>>>
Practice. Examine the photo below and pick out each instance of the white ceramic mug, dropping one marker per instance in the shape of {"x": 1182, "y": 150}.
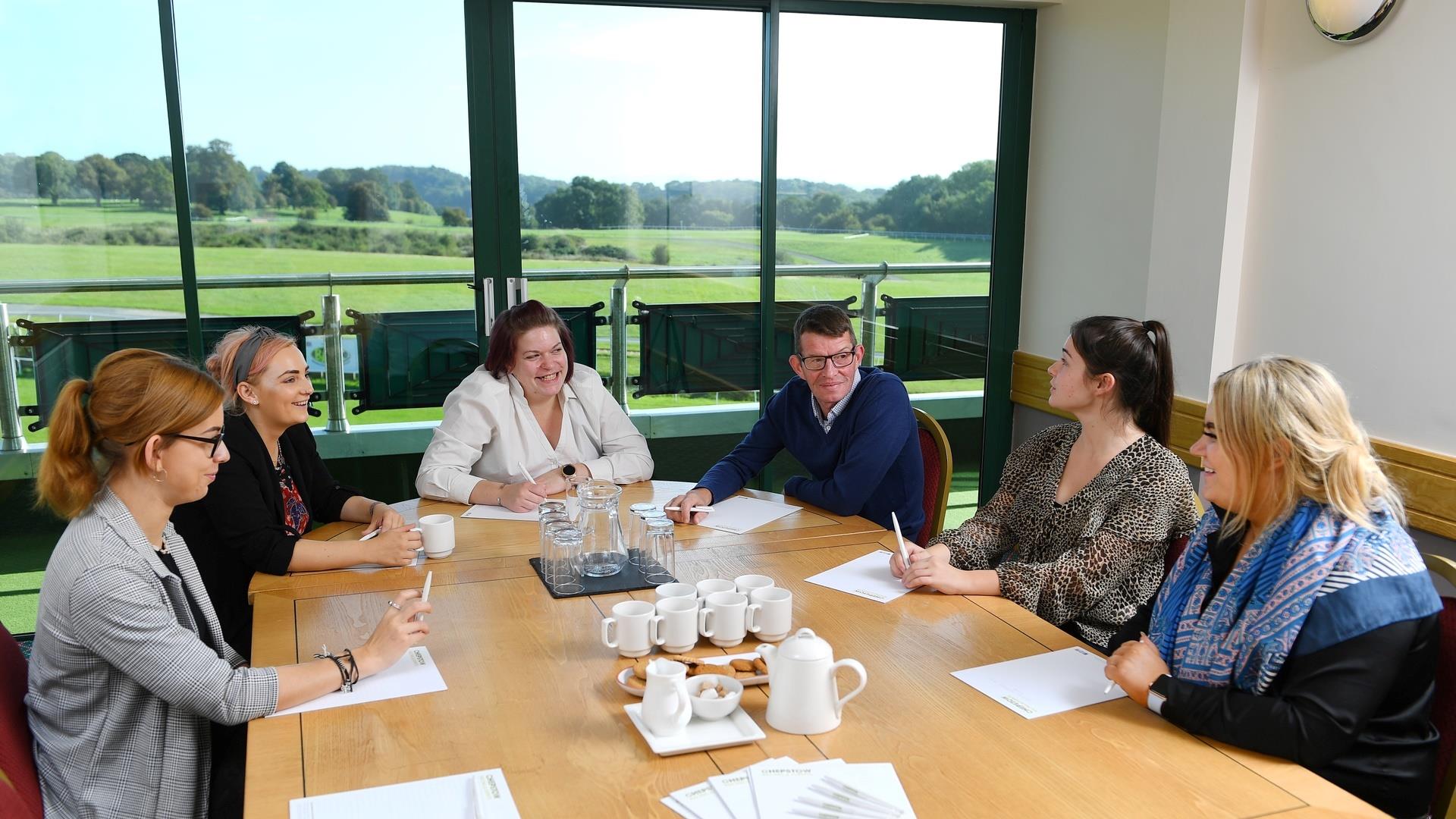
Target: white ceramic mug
<<<
>>>
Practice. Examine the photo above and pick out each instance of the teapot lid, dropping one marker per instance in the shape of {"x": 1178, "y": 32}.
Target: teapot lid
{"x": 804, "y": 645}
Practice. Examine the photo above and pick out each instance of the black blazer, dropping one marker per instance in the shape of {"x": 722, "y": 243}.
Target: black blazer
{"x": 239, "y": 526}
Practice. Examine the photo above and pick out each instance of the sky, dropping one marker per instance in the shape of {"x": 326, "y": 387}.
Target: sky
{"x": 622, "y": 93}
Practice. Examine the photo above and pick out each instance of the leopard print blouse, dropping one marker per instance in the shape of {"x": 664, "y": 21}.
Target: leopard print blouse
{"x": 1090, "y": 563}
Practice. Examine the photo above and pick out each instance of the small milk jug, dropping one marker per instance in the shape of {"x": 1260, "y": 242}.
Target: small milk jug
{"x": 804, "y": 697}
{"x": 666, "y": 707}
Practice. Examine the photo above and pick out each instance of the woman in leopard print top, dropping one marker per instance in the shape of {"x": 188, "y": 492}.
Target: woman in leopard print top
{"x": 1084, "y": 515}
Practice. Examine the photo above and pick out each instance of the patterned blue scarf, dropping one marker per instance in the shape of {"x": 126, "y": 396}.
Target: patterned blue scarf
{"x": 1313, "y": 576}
<<<
Stated exercise
Extract every line of the listing that contains the word "woman", copying each one in full. Case counts.

Exercise result
Practice. Examine the photo above and pick out each instance of the woman in leopard print top, dropping one marker per instance in the shape of {"x": 188, "y": 492}.
Target: woman in leopard print top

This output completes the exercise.